### WHAT THE EXERCISE ASKS
Before you finish, make sure every line below has been written out exactly.

### Referring expression grounding data
--------------------------------
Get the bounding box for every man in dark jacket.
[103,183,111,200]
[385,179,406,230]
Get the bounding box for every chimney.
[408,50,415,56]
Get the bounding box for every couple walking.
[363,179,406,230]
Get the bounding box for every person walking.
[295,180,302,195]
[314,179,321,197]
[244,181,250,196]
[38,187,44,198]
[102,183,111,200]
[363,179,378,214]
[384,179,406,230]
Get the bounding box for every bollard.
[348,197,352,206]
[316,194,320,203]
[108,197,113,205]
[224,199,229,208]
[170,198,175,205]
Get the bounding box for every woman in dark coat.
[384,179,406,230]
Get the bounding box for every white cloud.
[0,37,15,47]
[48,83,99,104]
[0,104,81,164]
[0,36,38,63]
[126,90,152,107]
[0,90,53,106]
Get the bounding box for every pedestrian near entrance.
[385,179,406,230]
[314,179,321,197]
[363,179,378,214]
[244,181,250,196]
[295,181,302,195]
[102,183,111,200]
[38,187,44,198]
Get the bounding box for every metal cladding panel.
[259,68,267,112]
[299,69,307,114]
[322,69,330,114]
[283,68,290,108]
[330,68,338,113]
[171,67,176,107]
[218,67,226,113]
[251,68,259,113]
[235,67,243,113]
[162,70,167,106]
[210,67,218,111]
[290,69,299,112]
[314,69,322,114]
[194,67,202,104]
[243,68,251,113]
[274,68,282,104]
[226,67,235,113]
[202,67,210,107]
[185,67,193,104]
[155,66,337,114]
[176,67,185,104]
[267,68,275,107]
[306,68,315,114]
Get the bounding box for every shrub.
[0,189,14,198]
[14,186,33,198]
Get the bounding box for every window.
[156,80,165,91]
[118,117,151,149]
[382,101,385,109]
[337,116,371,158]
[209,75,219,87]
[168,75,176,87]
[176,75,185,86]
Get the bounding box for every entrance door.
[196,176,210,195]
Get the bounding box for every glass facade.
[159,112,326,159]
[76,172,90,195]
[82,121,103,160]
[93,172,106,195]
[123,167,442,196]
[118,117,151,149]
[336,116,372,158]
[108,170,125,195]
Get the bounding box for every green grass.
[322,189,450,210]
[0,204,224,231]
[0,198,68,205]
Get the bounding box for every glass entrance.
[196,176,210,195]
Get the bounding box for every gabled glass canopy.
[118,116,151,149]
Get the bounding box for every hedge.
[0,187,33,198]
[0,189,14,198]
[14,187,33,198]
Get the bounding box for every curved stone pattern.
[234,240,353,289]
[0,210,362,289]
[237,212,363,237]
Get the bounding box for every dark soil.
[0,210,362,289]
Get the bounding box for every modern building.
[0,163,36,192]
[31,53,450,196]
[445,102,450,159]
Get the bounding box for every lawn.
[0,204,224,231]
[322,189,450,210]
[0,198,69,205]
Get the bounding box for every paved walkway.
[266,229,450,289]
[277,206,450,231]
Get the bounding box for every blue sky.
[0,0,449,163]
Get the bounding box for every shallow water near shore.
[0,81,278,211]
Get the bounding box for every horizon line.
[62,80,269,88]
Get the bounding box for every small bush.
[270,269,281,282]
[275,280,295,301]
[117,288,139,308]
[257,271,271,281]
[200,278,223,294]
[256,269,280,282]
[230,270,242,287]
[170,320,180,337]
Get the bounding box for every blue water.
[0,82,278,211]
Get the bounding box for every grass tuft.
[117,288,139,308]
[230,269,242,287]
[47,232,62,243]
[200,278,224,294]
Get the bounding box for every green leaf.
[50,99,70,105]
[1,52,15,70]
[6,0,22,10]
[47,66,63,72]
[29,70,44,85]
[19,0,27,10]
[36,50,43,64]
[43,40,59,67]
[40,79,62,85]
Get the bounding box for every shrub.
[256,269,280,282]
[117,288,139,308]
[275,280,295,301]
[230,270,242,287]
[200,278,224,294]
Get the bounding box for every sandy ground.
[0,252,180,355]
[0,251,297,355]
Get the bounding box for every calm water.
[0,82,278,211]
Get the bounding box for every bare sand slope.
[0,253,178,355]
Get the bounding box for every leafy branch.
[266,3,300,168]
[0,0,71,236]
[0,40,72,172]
--------------------------------
### TASK ANSWER
Get the bounding box for every man in dark jacket.
[103,183,111,200]
[385,179,406,230]
Get the bounding box for every chimney.
[408,50,415,56]
Get the bounding box for every couple walking.
[363,179,406,230]
Get the bounding box for every person walking.
[295,180,302,195]
[314,179,321,197]
[244,181,250,196]
[38,187,44,198]
[102,183,111,200]
[363,179,378,214]
[384,179,406,230]
Get the bounding box for every bollard.
[348,197,352,206]
[316,194,320,203]
[108,197,113,205]
[224,199,229,208]
[170,198,175,205]
Get the bounding box for every woman in dark coat.
[384,179,406,230]
Get the bounding box for every white cloud.
[0,37,15,47]
[48,83,99,104]
[0,104,81,164]
[0,36,38,63]
[126,90,152,107]
[0,90,53,106]
Get the bounding box for every pedestrian near entrance.
[385,179,406,230]
[314,179,321,197]
[363,179,378,214]
[244,181,250,196]
[295,181,302,195]
[102,183,111,200]
[38,187,44,198]
Get the bounding box for every metal cladding panel.
[259,68,267,112]
[299,69,307,114]
[322,69,330,114]
[283,68,290,108]
[330,68,338,113]
[171,67,176,107]
[218,67,226,113]
[251,68,259,113]
[235,67,243,113]
[162,70,167,106]
[210,67,218,111]
[290,69,299,112]
[314,69,322,114]
[194,67,202,104]
[243,68,251,113]
[274,68,282,104]
[226,67,235,113]
[202,67,210,107]
[185,67,193,104]
[155,66,337,114]
[176,67,185,104]
[267,68,275,107]
[306,68,315,114]
Get the bounding box for every shrub.
[0,189,14,198]
[14,186,33,198]
Get the bounding box for every window.
[156,80,165,91]
[118,117,151,149]
[382,101,385,109]
[337,116,371,158]
[209,75,219,87]
[168,75,176,87]
[176,75,185,86]
Get the bounding box for every entrance door.
[196,176,210,195]
Get the bounding box for every glass facade.
[159,112,326,159]
[76,172,90,195]
[82,121,103,160]
[93,172,106,195]
[123,167,442,196]
[118,117,151,149]
[336,116,372,158]
[108,170,125,195]
Get the bounding box for every green grass.
[322,189,450,210]
[0,204,224,231]
[0,198,68,205]
Get the bounding box for every glass entrance.
[196,176,210,195]
Get the bounding box for every gabled glass canopy.
[118,116,151,149]
Get the bounding box for every hedge.
[0,187,33,198]
[0,189,14,198]
[14,187,33,198]
Get the bounding box for every curved stone pattern.
[234,240,353,289]
[0,210,362,289]
[237,212,363,237]
Get the bounding box for every dark soil.
[0,210,362,289]
Get the bounding box for every modern building.
[0,163,36,192]
[31,53,450,196]
[445,102,450,159]
Get the bounding box for every lawn.
[0,204,224,231]
[322,189,450,210]
[0,198,69,205]
Get the bounding box for every paved walkway.
[266,229,450,289]
[277,206,450,231]
Get the bounding box for every blue sky.
[0,0,449,163]
Get the bounding box for every shallow water near shore.
[0,81,278,211]
Get the bounding box for every horizon line.
[62,80,269,88]
Get the bounding box for every small bush.
[270,269,281,282]
[275,280,295,301]
[117,288,139,308]
[257,271,271,281]
[200,278,223,294]
[256,269,280,282]
[230,270,242,287]
[170,320,180,337]
Get the bounding box for every blue water.
[0,82,278,211]
Get the bounding box for every grass tuft.
[117,288,139,308]
[230,269,242,287]
[47,232,62,243]
[200,278,224,294]
Get the bounding box for every green leaf.
[50,99,70,105]
[1,52,15,70]
[6,0,22,10]
[47,66,63,72]
[29,70,44,85]
[19,0,27,10]
[36,50,43,64]
[43,40,59,67]
[40,79,62,85]
Get the bounding box for every shrub.
[256,269,280,282]
[117,288,139,308]
[275,280,295,301]
[230,270,242,287]
[200,278,224,294]
Get the bounding box for every sandy ground.
[0,252,180,355]
[0,251,297,355]
Get the bounding box for every calm water.
[0,82,278,211]
Get the bounding box for every bare sand slope.
[0,253,178,355]
Get the bounding box for every leafy branch.
[266,3,300,168]
[0,0,71,236]
[0,40,72,172]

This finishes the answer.